### Problem to solve:
Transcribe the records below. Leave nothing out and change nothing.

### Supplied data:
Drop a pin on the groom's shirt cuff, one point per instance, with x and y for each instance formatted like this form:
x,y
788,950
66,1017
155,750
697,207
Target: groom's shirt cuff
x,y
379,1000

### Answer for this exercise:
Drop a pin on the groom's shirt cuff, one point per instance, with x and y for each instance formatted like this form:
x,y
788,950
66,1017
155,750
697,207
Target: groom's shirt cuff
x,y
379,1000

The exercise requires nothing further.